INPUT MATERIAL |
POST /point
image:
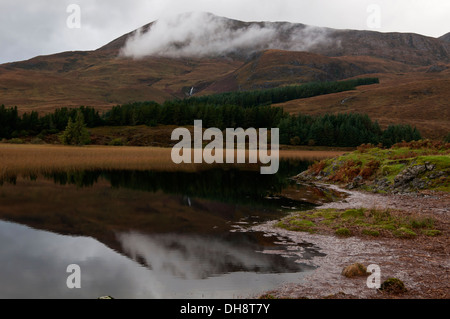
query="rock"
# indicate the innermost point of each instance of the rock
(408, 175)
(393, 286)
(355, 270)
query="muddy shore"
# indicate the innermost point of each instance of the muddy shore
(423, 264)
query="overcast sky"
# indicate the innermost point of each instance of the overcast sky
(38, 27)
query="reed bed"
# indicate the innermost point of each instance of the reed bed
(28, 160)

--

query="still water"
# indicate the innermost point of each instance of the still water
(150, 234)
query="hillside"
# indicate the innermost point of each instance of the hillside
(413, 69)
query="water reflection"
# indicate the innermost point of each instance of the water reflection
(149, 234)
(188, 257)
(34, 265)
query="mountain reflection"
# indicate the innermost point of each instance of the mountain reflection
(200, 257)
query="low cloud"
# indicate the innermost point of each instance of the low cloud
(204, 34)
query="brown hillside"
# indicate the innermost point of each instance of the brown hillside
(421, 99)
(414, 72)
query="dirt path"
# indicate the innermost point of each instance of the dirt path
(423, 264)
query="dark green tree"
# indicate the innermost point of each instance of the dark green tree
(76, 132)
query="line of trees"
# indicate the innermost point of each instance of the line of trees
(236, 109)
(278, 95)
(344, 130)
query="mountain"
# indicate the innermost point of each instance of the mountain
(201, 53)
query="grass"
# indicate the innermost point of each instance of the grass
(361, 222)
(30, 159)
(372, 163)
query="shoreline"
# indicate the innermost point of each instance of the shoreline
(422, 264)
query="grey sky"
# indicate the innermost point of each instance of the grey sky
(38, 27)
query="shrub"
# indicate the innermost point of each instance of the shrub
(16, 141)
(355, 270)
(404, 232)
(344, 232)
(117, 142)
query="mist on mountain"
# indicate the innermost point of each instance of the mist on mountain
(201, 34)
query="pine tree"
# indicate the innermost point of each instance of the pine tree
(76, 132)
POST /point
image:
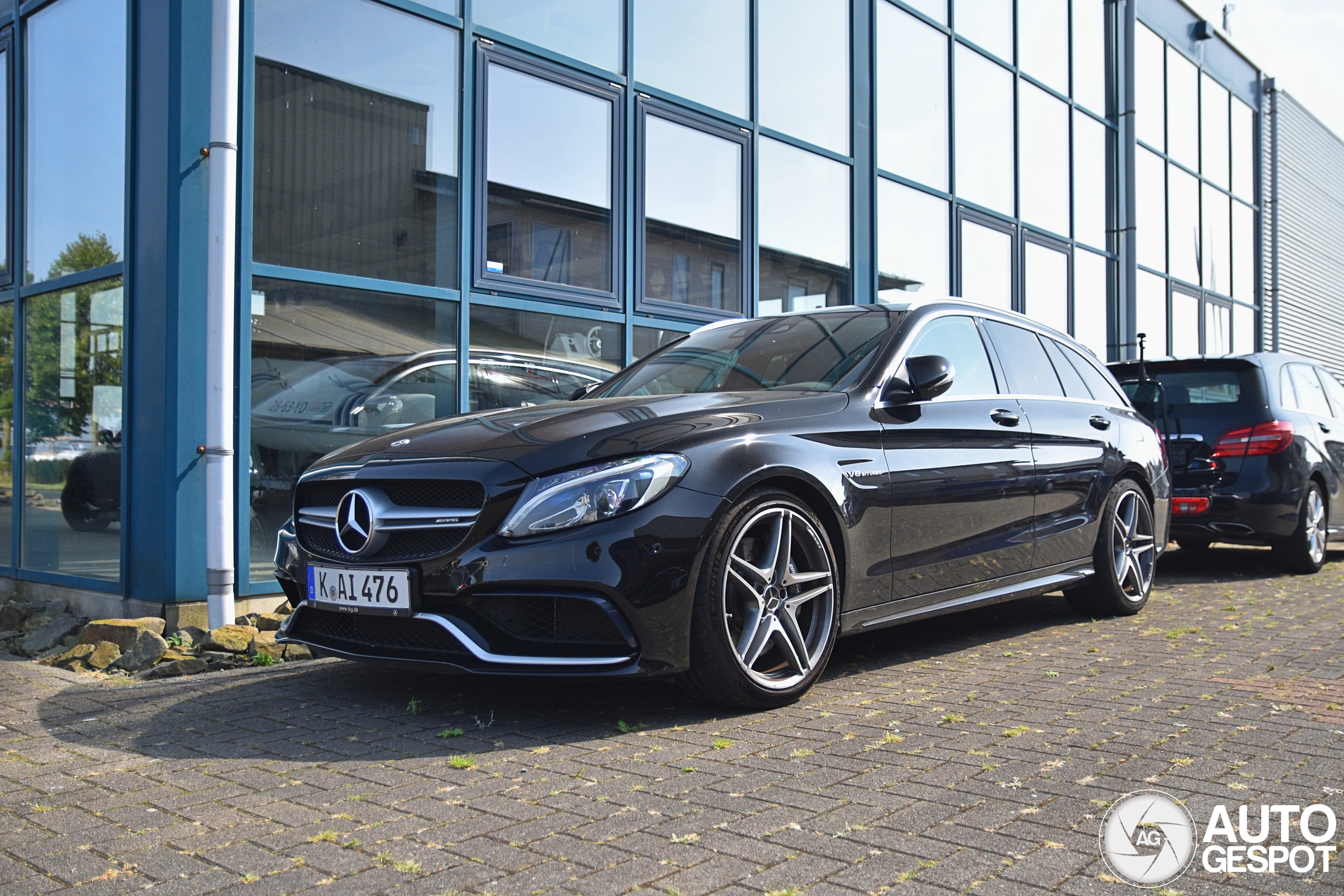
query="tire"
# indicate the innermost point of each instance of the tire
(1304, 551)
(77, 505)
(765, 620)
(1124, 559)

WHAT IS REQUIRED | List every line of the records that contains the string "dirt".

PROBLEM SOLUTION |
query="dirt path"
# indicate the innermost point of each instance of the dirt path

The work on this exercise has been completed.